The Playboy ethos quickly spread beyond this country’s shores, and it became a powerfully ubiquitous brand. That bunny logo was stamped on everything from baseball caps to key chains to T-shirts to the mudflaps of 18-wheelers. But when Hefner created the publication in the early 1950s, it was no sure thing: New magazines, then as now, often failed.
Hefner, however, had a knack for seeing into the souls of his potential readers. He never sold them short.
He understood that men of his generation — and generations hence, as it turned out — liked to look at pictures of pretty women, yes, but they also wanted to read about politics and art and music and fashion. They wanted to read interviews with interesting people. They wanted to be stimulated — and not just in that way, so stop your snickering.
Playboy, for all of its international elan, was a distinctly Midwestern phenomenon. Hefner was born and raised in Chicago, and he insisted that his new magazine be published here, not New York.
From his vantage point in the middle of the country, in the middle of the 20th century, Hefner sensed a deep unrest in the men he saw around him, a frustration with the bland regularity of the roles they were expected to fill: husbands, fathers, corporate drones. His magazine would harness all the energy of that thwarted desire and present it to advertisers, tied up with a ribbon and sporting a bunny logo.
Fraterrigo’s book is filled with telling anecdotes about the magazine’s early days, as Hefner expanded its portfolio beyond the centerfold.
There was a Playboy TV show — “Playboy’s Penthouse” — that aired in 1959 and 1960. There were designs for Playboy penthouses and suggestions for Playboy musical playlists. It was not about “unbridled hedonism,” the professor cautions, but about an advocacy for “the link between work and play.” Hefner “envisioned his followers as energetic, virile free agents whose ‘upbeat’ outlook and self-possession brought them financial success.”

++++++++++

§ **AIM A**
In the passage on Hefner and Playboy, why did the magazine offer more than pictures of pretty women?

§ **ENTRIES PROVIDED**

++++++++++

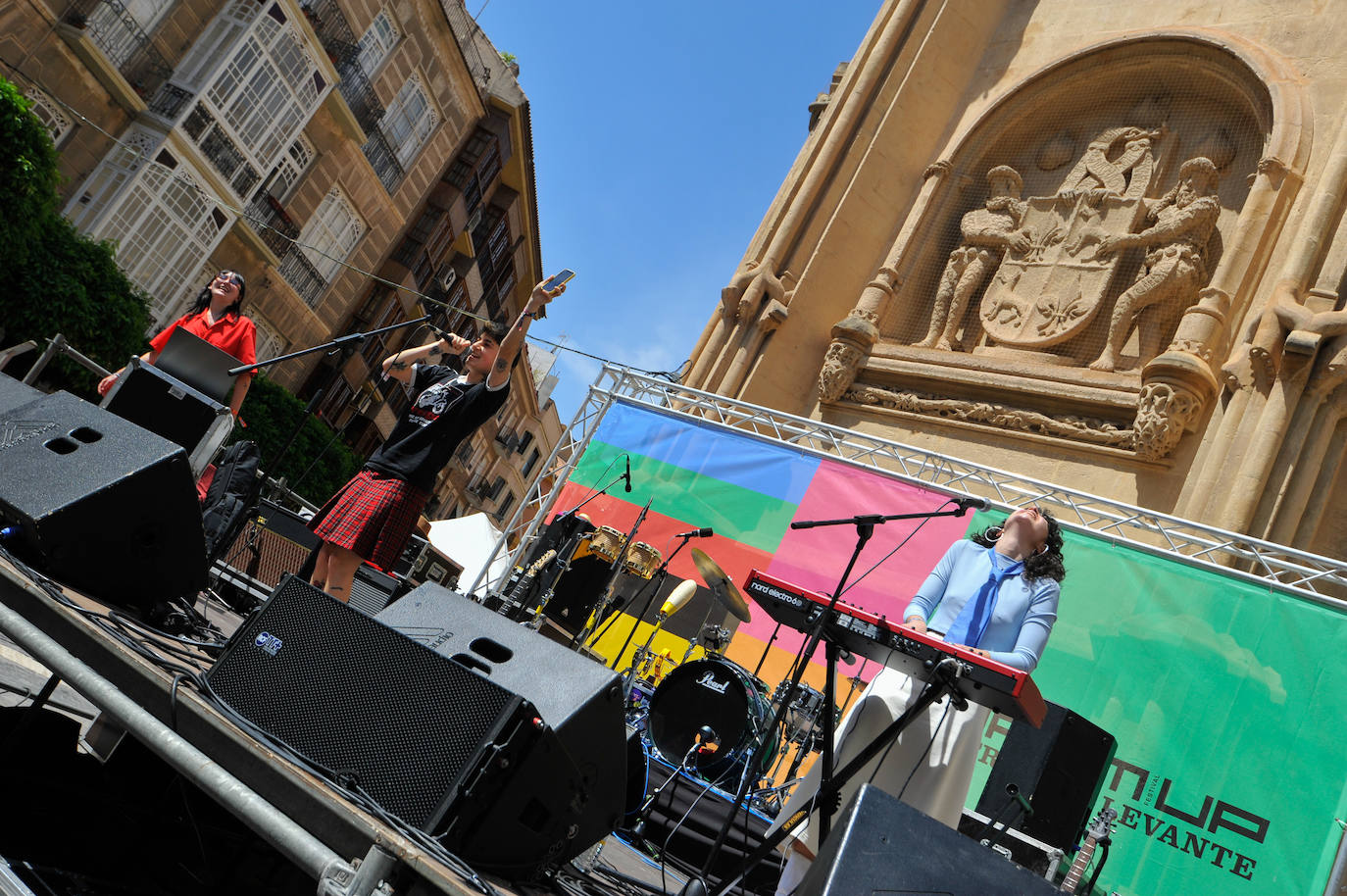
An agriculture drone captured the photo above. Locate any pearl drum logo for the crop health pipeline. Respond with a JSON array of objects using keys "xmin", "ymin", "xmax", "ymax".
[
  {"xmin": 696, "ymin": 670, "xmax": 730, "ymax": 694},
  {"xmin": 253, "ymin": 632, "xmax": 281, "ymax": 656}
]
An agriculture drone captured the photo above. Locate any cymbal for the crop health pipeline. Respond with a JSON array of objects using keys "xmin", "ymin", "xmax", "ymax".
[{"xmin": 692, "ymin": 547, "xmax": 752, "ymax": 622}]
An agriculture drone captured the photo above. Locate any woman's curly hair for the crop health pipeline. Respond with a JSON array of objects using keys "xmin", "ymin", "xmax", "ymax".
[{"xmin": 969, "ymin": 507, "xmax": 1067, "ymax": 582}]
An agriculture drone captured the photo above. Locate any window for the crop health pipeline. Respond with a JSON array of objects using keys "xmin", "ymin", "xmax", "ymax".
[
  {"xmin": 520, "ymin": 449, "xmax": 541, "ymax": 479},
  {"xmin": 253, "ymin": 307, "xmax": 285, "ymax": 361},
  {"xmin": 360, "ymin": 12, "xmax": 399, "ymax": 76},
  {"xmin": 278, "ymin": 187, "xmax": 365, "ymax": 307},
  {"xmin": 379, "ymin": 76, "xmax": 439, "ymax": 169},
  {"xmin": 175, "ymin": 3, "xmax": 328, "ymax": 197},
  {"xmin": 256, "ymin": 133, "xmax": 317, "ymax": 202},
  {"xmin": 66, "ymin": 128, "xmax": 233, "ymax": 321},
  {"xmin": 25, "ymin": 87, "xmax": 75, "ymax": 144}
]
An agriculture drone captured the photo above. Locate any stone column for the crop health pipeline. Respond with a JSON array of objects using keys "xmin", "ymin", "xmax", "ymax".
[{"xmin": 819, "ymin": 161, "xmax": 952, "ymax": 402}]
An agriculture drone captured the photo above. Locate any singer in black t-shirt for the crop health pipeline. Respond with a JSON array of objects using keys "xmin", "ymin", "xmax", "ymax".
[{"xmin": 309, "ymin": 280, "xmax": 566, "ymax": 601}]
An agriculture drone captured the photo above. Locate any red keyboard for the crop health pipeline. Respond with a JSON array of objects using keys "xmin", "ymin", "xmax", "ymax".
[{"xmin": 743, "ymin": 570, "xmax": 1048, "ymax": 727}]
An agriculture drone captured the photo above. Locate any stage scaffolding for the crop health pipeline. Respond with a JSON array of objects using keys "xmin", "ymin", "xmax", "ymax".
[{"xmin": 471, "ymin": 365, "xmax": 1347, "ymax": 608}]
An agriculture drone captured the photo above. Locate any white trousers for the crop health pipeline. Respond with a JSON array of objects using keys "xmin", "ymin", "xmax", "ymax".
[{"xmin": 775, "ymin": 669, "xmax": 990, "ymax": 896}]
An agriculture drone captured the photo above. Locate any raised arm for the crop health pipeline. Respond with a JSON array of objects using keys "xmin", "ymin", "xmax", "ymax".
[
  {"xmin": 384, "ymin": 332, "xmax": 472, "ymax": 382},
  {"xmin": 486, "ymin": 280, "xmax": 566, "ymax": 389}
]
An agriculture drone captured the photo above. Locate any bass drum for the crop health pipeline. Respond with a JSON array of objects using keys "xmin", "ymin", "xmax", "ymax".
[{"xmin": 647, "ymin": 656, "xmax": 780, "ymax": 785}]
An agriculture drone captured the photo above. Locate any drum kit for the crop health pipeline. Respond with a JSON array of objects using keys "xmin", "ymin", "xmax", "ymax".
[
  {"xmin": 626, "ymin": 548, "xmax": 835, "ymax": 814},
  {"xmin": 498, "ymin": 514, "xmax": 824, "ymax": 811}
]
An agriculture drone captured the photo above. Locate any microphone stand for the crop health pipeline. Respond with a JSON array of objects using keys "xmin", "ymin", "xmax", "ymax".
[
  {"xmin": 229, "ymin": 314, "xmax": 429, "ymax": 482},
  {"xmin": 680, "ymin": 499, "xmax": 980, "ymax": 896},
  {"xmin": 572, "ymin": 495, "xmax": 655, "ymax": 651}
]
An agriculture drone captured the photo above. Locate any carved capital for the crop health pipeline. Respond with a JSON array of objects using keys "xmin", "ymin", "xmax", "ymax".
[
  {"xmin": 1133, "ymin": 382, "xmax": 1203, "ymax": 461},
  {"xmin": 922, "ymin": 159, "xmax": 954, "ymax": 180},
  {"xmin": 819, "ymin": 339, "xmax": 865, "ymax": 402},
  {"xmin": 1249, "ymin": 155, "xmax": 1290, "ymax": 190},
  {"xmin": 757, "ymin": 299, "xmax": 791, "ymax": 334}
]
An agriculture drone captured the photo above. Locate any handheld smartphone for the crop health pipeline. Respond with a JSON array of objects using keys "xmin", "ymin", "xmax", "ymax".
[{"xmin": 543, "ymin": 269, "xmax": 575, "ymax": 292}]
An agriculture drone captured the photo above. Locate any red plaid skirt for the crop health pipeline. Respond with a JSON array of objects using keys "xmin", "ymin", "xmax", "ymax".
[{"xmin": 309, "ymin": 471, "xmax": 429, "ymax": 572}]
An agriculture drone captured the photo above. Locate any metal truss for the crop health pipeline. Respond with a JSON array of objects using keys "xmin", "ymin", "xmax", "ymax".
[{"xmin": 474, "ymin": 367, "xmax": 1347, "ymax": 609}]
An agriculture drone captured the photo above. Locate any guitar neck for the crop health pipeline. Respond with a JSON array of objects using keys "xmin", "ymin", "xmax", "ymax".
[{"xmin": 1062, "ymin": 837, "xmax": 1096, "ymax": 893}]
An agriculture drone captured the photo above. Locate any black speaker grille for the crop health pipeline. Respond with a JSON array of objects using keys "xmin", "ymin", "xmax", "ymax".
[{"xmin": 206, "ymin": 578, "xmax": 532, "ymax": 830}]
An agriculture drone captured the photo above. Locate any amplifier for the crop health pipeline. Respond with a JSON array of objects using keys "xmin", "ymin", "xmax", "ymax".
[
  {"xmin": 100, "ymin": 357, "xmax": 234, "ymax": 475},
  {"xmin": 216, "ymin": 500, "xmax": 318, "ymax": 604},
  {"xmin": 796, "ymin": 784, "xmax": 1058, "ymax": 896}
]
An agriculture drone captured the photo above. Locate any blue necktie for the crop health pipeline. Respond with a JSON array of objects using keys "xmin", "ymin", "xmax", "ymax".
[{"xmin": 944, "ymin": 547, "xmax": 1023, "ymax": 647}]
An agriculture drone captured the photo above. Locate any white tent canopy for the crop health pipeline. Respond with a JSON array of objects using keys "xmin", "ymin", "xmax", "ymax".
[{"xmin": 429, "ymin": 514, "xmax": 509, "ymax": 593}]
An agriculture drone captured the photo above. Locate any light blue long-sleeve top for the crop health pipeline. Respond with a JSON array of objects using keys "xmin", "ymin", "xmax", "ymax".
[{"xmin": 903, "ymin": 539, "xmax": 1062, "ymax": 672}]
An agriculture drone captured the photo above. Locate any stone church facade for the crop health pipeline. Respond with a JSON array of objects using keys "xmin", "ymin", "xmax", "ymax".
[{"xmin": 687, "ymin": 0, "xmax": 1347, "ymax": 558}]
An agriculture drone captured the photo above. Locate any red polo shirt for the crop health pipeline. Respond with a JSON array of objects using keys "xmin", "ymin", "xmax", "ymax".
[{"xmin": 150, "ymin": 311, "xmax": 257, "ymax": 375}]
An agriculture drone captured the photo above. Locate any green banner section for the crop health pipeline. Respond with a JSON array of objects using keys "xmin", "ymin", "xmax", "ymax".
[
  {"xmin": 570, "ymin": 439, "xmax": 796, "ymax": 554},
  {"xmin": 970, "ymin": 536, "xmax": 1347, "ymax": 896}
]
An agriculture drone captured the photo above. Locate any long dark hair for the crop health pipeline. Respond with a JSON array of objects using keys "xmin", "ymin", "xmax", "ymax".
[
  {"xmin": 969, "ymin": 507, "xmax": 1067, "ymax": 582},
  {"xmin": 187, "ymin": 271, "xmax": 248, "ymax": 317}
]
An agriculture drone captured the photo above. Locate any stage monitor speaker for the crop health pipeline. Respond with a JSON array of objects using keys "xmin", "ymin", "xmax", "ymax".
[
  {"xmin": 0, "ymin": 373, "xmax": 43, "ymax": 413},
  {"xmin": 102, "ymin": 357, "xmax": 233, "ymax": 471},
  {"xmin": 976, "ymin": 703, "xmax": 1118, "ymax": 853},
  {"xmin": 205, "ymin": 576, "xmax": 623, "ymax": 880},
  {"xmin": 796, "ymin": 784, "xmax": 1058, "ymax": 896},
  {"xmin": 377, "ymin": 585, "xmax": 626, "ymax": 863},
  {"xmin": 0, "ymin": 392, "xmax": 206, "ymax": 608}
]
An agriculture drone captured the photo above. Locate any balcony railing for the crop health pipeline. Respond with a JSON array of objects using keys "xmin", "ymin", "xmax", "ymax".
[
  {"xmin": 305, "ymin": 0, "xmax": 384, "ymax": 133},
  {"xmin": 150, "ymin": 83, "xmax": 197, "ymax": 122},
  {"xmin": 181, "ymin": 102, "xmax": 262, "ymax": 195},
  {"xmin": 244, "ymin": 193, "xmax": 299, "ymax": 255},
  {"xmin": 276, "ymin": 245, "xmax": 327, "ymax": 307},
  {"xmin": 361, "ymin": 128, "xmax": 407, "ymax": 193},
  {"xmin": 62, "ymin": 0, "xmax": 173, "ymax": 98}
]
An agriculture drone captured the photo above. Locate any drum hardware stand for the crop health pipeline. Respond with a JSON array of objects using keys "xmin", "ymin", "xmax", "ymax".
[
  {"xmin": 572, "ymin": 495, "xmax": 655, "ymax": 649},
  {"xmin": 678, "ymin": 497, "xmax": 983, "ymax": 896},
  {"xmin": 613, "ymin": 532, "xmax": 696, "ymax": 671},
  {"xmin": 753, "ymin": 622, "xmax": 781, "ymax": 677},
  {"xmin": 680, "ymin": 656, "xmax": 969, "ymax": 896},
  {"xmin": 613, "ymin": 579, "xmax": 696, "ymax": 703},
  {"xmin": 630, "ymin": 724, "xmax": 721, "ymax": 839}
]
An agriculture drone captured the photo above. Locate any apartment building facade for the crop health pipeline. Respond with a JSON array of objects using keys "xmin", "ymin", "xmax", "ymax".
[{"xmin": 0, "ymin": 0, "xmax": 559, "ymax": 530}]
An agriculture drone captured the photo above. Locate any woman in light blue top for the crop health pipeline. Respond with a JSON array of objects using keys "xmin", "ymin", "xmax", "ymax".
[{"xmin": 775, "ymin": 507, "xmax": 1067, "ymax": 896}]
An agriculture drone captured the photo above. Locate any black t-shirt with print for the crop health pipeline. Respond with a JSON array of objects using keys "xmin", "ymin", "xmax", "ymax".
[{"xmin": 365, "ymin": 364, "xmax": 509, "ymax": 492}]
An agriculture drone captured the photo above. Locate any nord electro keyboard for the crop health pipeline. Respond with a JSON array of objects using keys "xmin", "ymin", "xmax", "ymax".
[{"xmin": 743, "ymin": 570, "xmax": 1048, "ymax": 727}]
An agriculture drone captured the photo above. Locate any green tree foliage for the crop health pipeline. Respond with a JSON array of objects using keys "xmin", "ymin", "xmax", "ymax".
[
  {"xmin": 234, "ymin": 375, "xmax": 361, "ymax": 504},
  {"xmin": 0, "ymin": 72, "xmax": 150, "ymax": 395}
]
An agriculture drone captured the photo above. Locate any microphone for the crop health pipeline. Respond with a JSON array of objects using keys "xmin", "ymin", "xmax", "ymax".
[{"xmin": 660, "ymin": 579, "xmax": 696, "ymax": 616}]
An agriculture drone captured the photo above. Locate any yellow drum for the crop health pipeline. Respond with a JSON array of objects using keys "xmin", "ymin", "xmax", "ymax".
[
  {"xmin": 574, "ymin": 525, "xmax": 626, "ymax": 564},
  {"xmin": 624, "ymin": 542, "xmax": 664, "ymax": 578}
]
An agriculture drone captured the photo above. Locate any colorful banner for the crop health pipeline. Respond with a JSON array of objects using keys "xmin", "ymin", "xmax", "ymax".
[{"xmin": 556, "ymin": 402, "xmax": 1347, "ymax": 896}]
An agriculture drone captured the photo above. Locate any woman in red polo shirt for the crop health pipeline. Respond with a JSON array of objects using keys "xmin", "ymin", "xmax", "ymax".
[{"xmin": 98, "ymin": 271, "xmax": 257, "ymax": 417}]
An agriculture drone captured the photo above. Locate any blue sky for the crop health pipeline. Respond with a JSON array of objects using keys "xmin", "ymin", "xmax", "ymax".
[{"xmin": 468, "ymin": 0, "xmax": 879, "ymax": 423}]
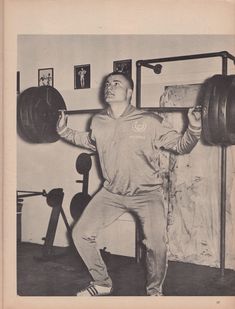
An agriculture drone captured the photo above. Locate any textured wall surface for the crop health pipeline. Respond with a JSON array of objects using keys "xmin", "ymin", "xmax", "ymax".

++++++++++

§ **AIM B**
Scale the coordinates in the answers of the entries from the line containing "any green tree" through the end of the entries, both ends included, by multiplying each one by 2.1 and rounding to whole numbers with halves going up. Return only those lines, requests included, and leave out the pictures.

§ **FINISHED ANSWER A**
Hefner understood that men of his generation liked to look at pictures of pretty women but also wanted to read about politics, art, music and fashion. They also wanted interviews with interesting people and wanted to be stimulated in more than one way.

§ **FINISHED ANSWER B**
An agriculture drone captured the photo above. Locate any green tree foliage for the crop health pipeline. Respond with a JSON array of objects using keys "xmin", "ymin", "xmax", "ymax".
[
  {"xmin": 491, "ymin": 788, "xmax": 758, "ymax": 1058},
  {"xmin": 0, "ymin": 151, "xmax": 315, "ymax": 830}
]
An agriculture drone captured the photo above. Locate any microphone for the crop health pipeline. Respond with a JSON array of objects using keys "xmin", "ymin", "xmax", "ymax".
[{"xmin": 1386, "ymin": 1216, "xmax": 1462, "ymax": 1294}]
An agriculture drone captured the photo above. Locate any yellow drum for the crop health pipeline. Respond with a JSON array of objects using keys "xmin", "ymin", "xmax", "ymax".
[
  {"xmin": 1205, "ymin": 1103, "xmax": 1315, "ymax": 1184},
  {"xmin": 1310, "ymin": 1138, "xmax": 1394, "ymax": 1214}
]
An agriculture drone captured the photo above. Locate any colorful banner for the crop health pipeline. Respond with a JSON array of objects using keys "xmin", "ymin", "xmax", "ymax".
[{"xmin": 1168, "ymin": 844, "xmax": 2829, "ymax": 1882}]
An agriculture drone captured the photo above. Locate any woman in red polo shirt for the crop health pipeline. Respond with a JSON array of objects using keys "xmin", "ymin", "xmax", "ymax".
[{"xmin": 206, "ymin": 569, "xmax": 540, "ymax": 876}]
An agriculture drone captured the photo above. Locate any blue sky for the crop health pipeline. Respond with a JSON array of objects using keys "xmin", "ymin", "xmax", "ymax".
[{"xmin": 983, "ymin": 0, "xmax": 1846, "ymax": 888}]
An agriculture drone captured the photo above. Locate any textured wall surface for the crop health pipeline. Respond with a JSON array of objects using keys "xmin", "ymin", "xmax", "ymax".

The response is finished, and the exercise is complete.